Exercise requirements> With images removed, transcribe each record exactly as it appears.

(Stored data entries)
☆ ☆ ☆ ☆ ☆ ☆ ☆

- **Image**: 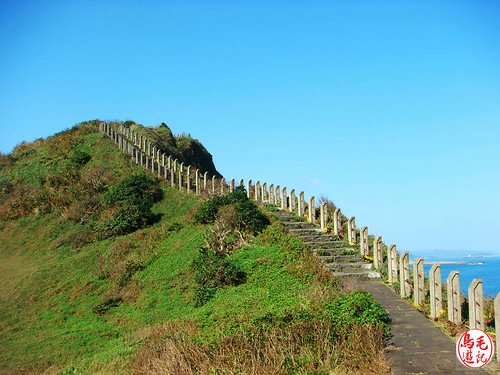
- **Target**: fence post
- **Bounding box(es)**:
[275,185,280,206]
[269,184,274,204]
[333,208,341,236]
[320,202,328,231]
[281,187,287,210]
[399,252,410,298]
[388,244,398,283]
[254,181,260,201]
[429,264,442,320]
[360,226,368,256]
[446,271,461,325]
[373,236,382,269]
[308,196,315,224]
[229,179,234,193]
[468,279,484,330]
[221,178,225,194]
[247,180,252,199]
[212,176,216,194]
[347,217,356,244]
[195,169,200,196]
[203,172,208,191]
[289,189,296,213]
[298,192,305,217]
[239,179,244,188]
[413,258,425,306]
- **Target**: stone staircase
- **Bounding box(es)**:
[272,209,380,279]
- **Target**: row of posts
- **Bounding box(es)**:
[100,122,499,360]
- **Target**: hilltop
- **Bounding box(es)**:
[0,121,389,374]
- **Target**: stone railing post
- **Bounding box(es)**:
[388,244,398,283]
[373,236,382,269]
[230,179,235,193]
[255,181,260,201]
[446,271,461,325]
[203,172,208,191]
[262,182,268,202]
[429,264,442,320]
[239,179,244,187]
[308,196,315,224]
[195,170,200,196]
[289,189,296,213]
[275,185,280,206]
[413,258,425,306]
[360,226,368,256]
[399,252,410,298]
[281,187,287,210]
[320,202,328,231]
[178,163,184,191]
[269,184,274,204]
[247,180,252,199]
[212,176,216,194]
[495,293,500,361]
[468,279,484,330]
[186,166,191,192]
[221,178,225,194]
[347,216,356,244]
[333,208,341,236]
[298,192,305,217]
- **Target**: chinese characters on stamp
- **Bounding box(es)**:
[456,329,494,368]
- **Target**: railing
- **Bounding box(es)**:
[100,121,499,361]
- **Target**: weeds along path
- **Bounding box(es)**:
[271,208,488,375]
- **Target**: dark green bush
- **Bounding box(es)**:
[195,186,269,235]
[192,247,246,306]
[327,290,390,337]
[69,149,91,167]
[100,174,163,237]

☆ ☆ ☆ ☆ ☆ ☆ ☆

Answer space>
- **Image**: 
- **Target**: fence post
- **Bounding box(es)**:
[275,185,280,206]
[269,184,274,204]
[333,208,341,236]
[320,202,328,231]
[281,187,287,210]
[399,252,410,298]
[388,244,398,283]
[254,181,260,201]
[429,264,442,320]
[360,226,368,256]
[446,271,461,325]
[373,236,382,269]
[308,196,315,224]
[229,179,234,193]
[468,279,484,330]
[221,178,225,194]
[247,180,252,199]
[212,176,216,194]
[347,217,356,244]
[195,169,200,196]
[203,172,208,191]
[289,189,296,213]
[298,192,305,217]
[239,179,244,188]
[413,258,425,306]
- **Target**: stone staircase
- **Bounding box(es)**:
[272,209,380,279]
- **Target**: row of posts
- **Bounding box(es)**:
[100,122,499,360]
- **Target**: hilltop
- **Bounding box(es)**:
[0,121,389,374]
- **Target**: stone railing post
- **Bounding box(es)**:
[388,244,398,283]
[373,236,382,269]
[230,179,235,193]
[255,181,260,201]
[446,271,461,325]
[203,172,208,191]
[262,182,268,202]
[429,264,442,320]
[239,179,244,187]
[308,196,315,224]
[195,170,200,196]
[289,189,296,213]
[275,185,280,206]
[413,258,425,306]
[360,226,368,256]
[399,252,410,298]
[281,187,287,210]
[320,202,328,231]
[178,163,184,191]
[269,184,274,204]
[247,180,252,199]
[212,176,216,194]
[495,293,500,361]
[468,279,484,330]
[186,166,191,192]
[221,178,225,194]
[347,216,356,244]
[333,208,341,236]
[298,192,305,217]
- **Target**: chinese characters on stamp
- **Bounding box(es)**:
[456,329,494,368]
- **Target**: railing
- **Bounding box(es)**:
[100,121,499,361]
- **Target**: weeds along path
- **Bounding box(es)**:
[271,208,488,375]
- **Target**: dark green bush
- **Bounding box(es)**:
[195,186,269,235]
[192,247,246,306]
[327,290,390,337]
[69,149,91,167]
[100,174,163,237]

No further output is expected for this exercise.